Pick out every line of the records below that contains the word "welcome", and copy each one in full.

-- Start Records for the exercise --

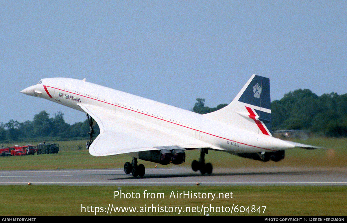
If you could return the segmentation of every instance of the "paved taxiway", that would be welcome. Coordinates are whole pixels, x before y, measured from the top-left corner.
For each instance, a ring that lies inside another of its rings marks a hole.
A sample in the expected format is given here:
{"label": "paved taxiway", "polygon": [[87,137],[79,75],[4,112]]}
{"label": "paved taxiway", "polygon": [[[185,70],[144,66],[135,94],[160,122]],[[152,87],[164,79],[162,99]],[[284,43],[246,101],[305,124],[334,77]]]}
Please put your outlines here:
{"label": "paved taxiway", "polygon": [[179,167],[149,168],[142,178],[122,169],[0,171],[0,185],[347,185],[347,168],[216,169],[211,175]]}

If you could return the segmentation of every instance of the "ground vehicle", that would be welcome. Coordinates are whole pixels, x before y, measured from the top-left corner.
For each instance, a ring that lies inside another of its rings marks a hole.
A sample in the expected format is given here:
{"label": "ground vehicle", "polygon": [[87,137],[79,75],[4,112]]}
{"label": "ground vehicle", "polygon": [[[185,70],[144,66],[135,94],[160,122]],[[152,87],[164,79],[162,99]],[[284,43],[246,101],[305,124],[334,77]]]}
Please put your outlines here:
{"label": "ground vehicle", "polygon": [[37,145],[37,154],[48,154],[58,153],[59,144],[57,143],[40,143]]}
{"label": "ground vehicle", "polygon": [[12,156],[24,156],[26,155],[26,150],[23,146],[15,146],[10,147]]}
{"label": "ground vehicle", "polygon": [[23,149],[26,150],[26,155],[33,155],[37,151],[37,149],[35,148],[35,146],[31,145],[23,146],[22,147],[23,148]]}
{"label": "ground vehicle", "polygon": [[0,154],[1,156],[10,156],[11,155],[11,149],[9,147],[2,147],[0,148]]}

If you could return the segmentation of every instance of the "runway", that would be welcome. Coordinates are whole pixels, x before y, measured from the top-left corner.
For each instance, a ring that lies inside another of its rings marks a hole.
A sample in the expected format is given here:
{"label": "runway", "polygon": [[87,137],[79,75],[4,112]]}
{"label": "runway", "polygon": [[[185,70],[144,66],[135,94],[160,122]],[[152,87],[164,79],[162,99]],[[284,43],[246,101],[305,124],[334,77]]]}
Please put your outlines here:
{"label": "runway", "polygon": [[347,168],[216,169],[202,176],[190,168],[146,169],[143,177],[122,169],[0,171],[0,185],[347,185]]}

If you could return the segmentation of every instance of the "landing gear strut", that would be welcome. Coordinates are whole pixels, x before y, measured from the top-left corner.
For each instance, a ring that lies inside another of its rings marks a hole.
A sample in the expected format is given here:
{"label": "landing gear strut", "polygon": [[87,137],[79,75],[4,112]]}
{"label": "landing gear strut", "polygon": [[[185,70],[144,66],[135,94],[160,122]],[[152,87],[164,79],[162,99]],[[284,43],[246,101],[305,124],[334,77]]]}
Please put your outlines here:
{"label": "landing gear strut", "polygon": [[212,173],[213,167],[210,163],[205,163],[205,154],[208,154],[209,150],[207,148],[202,148],[200,154],[200,159],[198,162],[195,160],[192,163],[192,168],[196,172],[200,170],[201,174],[203,175],[207,173],[209,175]]}
{"label": "landing gear strut", "polygon": [[142,177],[145,175],[146,170],[143,164],[140,164],[137,165],[137,158],[133,157],[133,162],[132,163],[127,162],[124,164],[124,172],[127,174],[130,173],[134,177],[139,176]]}
{"label": "landing gear strut", "polygon": [[88,133],[88,134],[89,135],[89,141],[87,142],[86,147],[87,147],[87,149],[89,149],[89,146],[94,141],[93,139],[93,135],[95,133],[93,129],[95,126],[95,122],[94,119],[92,117],[92,116],[90,116],[88,114],[87,114],[86,115],[87,118],[88,119],[88,122],[89,124],[89,132]]}

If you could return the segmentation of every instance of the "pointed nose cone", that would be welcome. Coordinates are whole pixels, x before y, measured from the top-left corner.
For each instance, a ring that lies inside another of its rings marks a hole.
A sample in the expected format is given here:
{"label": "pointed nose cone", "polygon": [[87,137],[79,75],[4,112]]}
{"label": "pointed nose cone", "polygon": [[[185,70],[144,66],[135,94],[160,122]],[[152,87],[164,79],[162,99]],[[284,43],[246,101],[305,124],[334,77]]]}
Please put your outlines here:
{"label": "pointed nose cone", "polygon": [[34,93],[34,86],[31,86],[20,91],[20,93],[31,96],[36,96]]}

-- End Records for the exercise --

Task result >>
If you could return the segmentation of every instance of the "paved taxiway", that would be welcome. Coordinates are whole pixels, x before y, measured from the top-left corner.
If you could return the segmentation of every instance of the "ground vehicle", that would be welcome. Coordinates are whole pixels, x before y, measured from the top-left corner.
If you could return the segmentation of every instance of the "runway", that would be welcome. Coordinates are whole pixels, x before y, measured from the top-left corner.
If you could return the segmentation of every instance of the "landing gear strut", that would be welcome. Coordinates are whole pixels, x before y, measured from the top-left corner.
If you could return the segmentation of every instance of the "pointed nose cone", that would be welcome. Coordinates are whole pixels, x before y, measured from the top-left corner.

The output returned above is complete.